Passage given:
========================================================================

Emotional Labor

Foreword by Sari Solden, M.S., LMFT

The new book by Regina Lark and Judith Kolberg Emotional Labor: Why A Woman’s Work is Never Done and What To Do About It, brings into bold relief a concept that may come as a surprise to many. Although it is 2021, there is a deeply held practice and belief by women that despite advances in “sharing the household tasks” with partners, they still carry the largest share of what the authors call the emotional labor for the family. Even while men increasingly share, help, or take on many of the tasks of childcare, home care, laundry and cooking, women of all ages very often continue to carry the mental and emotional work load and feelings of responsibility for the smooth operation of the household and the well-being of its members.

========================================================================

Dataset extract:
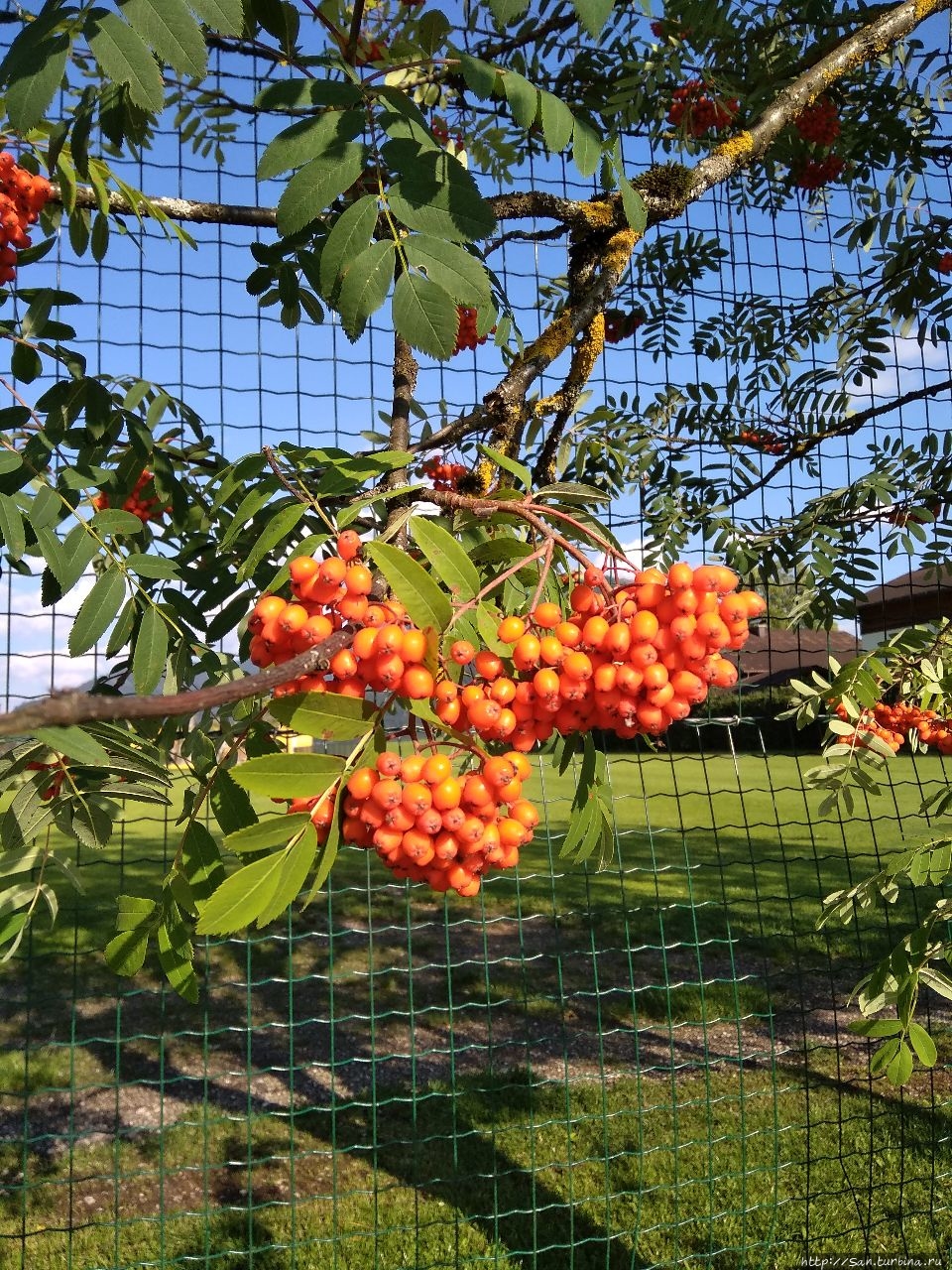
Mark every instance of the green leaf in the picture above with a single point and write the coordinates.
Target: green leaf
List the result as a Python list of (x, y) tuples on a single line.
[(324, 715), (522, 96), (289, 775), (317, 185), (296, 94), (150, 652), (593, 14), (96, 611), (200, 861), (75, 743), (557, 122), (350, 236), (634, 206), (366, 286), (442, 199), (223, 16), (447, 558), (451, 267), (243, 897), (177, 956), (12, 527), (273, 830), (36, 80), (425, 603), (425, 316), (480, 76), (507, 10), (126, 952), (296, 865), (125, 59), (231, 806), (117, 522), (309, 139), (171, 32), (900, 1069), (275, 532), (923, 1044), (151, 566)]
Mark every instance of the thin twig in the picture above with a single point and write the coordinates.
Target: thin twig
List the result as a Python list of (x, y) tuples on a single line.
[(63, 708)]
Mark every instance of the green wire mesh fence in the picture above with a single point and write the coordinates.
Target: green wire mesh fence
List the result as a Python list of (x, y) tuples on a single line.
[(647, 1066)]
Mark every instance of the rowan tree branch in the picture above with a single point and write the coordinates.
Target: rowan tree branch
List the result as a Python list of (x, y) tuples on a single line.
[(62, 708)]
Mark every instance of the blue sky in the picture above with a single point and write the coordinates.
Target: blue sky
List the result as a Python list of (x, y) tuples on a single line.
[(185, 320)]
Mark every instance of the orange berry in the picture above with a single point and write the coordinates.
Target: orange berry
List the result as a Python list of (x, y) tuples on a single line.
[(546, 684), (511, 629), (447, 794), (389, 670), (569, 634), (416, 798), (417, 847), (488, 665), (331, 572), (526, 813), (302, 570), (594, 631), (476, 792), (388, 793), (680, 576), (416, 684), (547, 616), (389, 763), (498, 771), (583, 598), (365, 645), (358, 579), (414, 645), (462, 652), (527, 651), (551, 651), (436, 770), (390, 639), (644, 625), (578, 666), (484, 714), (503, 691), (617, 642), (343, 665), (270, 607)]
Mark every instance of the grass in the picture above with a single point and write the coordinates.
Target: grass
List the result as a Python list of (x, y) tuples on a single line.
[(548, 1076)]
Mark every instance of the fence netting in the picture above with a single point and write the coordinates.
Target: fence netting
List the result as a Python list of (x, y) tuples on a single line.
[(636, 1067)]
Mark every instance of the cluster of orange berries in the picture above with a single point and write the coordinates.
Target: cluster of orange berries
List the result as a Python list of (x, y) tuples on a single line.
[(22, 198), (136, 503), (892, 724), (633, 666), (816, 173), (767, 441), (466, 335), (430, 826), (444, 476), (620, 324), (697, 112), (819, 122), (386, 653)]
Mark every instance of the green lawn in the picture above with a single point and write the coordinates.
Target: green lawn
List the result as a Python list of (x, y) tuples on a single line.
[(624, 1069)]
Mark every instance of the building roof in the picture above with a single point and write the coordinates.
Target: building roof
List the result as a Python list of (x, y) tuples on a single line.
[(780, 656), (919, 595)]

========================================================================

Description of the task:
Answer these from the foreword:
(a) Who wrote the foreword?
(b) Who are the authors of the book it introduces?
(c) What year does the foreword say it is?
You won't need the data for this.

Reply:
(a) Sari Solden, M.S., LMFT
(b) Regina Lark and Judith Kolberg
(c) 2021